¿Cuántas personas detendrán su rutina para verte siempre firme, allá arriba, custodiando el regreso a casa, los reencuentros nocturnos y las cenas en familia? ¿Cuántos serán los que, como yo, fijan sus ojos cansados de tanto vaivén en tu halo blanquito adornado de estrellas y satélites? ¿Cuántos te hablan, te piden, te cuentan los últimos chismes de su amor, te extienden en promesas, te regalan, te obvian?
Cuántos serán los que envidian tu lejanía con este planeta rebalsado de personas que mutan del bien al mal en cuestión de segundos, que dan todo lo que pueden pero después van quitando aquello que no se devuelve, que hablan tanto aunque hagan poco.
Y cuántos serán los que, embelesados con tu cercanía a las estrellas, desean con todas sus fuerzas llegar hasta allá y llenarse de luz.
Sé que son varios los que piden un pedacito tuyo como muestra de amor. Como si al alcanzarte, al pellizcarte y arrancarte un gajo, el cariño que se tienen no fuera a desaparecer en la primer ventisca. Como si fueras vos la prueba segura de algo tan volátil y delicado como lo es enamorarse un día de alguien que parece perfecto incluso en sus imperfecciones.
Tengo miedo de levantar la vista un día (como hago cuando vuelvo a casa con los ojos cargados de sentimientos), y que no estés. Que de tantos cachitos que te roban, desparezcas. Que de tanto prometerte en vano, te deshagas. Que de a poquito, pedacito por pedacito, te vayas quebrando y termines por estallar por cada vez que te nombran en juramento hipócrita.
····················
* **Objetivo del ejercicio**: Transcribe completo el texto del documento, sin cambiar nada. Los registros no tienen relación con el texto del documento.
····················
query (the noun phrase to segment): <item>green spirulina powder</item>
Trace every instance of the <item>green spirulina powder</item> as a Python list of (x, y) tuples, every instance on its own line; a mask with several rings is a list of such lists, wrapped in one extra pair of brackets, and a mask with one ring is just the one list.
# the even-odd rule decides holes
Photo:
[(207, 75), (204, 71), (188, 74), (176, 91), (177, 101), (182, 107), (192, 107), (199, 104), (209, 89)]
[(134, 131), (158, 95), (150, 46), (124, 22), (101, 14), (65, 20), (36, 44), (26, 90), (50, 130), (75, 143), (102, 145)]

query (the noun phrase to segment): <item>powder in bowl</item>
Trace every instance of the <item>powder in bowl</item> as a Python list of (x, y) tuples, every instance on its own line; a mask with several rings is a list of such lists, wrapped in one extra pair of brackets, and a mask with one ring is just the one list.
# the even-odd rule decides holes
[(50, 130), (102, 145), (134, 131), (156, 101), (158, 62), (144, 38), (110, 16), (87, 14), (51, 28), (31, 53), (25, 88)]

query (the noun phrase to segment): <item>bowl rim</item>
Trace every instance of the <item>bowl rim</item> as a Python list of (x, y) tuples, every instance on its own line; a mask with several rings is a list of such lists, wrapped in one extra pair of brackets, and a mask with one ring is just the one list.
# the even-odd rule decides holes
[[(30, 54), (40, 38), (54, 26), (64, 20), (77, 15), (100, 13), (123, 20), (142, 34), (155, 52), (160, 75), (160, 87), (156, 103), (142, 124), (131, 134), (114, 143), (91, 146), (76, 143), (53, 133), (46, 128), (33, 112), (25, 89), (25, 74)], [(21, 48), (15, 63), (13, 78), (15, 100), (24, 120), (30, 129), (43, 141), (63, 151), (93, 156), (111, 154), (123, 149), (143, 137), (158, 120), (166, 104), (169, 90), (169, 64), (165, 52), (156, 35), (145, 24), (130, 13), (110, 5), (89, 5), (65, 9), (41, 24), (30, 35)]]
····················
* **Respuesta del ejercicio**:
¿Cuántas personas detendrán su rutina para verte siempre firme, allá arriba, custodiando el regreso a casa, los reencuentros nocturnos y las cenas en familia? ¿Cuántos serán los que, como yo, fijan sus ojos cansados de tanto vaivén en tu halo blanquito adornado de estrellas y satélites? ¿Cuántos te hablan, te piden, te cuentan los últimos chismes de su amor, te extienden en promesas, te regalan, te obvian?
Cuántos serán los que envidian tu lejanía con este planeta rebalsado de personas que mutan del bien al mal en cuestión de segundos, que dan todo lo que pueden pero después van quitando aquello que no se devuelve, que hablan tanto aunque hagan poco.
Y cuántos serán los que, embelesados con tu cercanía a las estrellas, desean con todas sus fuerzas llegar hasta allá y llenarse de luz.
Sé que son varios los que piden un pedacito tuyo como muestra de amor. Como si al alcanzarte, al pellizcarte y arrancarte un gajo, el cariño que se tienen no fuera a desaparecer en la primer ventisca. Como si fueras vos la prueba segura de algo tan volátil y delicado como lo es enamorarse un día de alguien que parece perfecto incluso en sus imperfecciones.
Tengo miedo de levantar la vista un día (como hago cuando vuelvo a casa con los ojos cargados de sentimientos), y que no estés. Que de tantos cachitos que te roban, desparezcas. Que de tanto prometerte en vano, te deshagas. Que de a poquito, pedacito por pedacito, te vayas quebrando y termines por estallar por cada vez que te nombran en juramento hipócrita.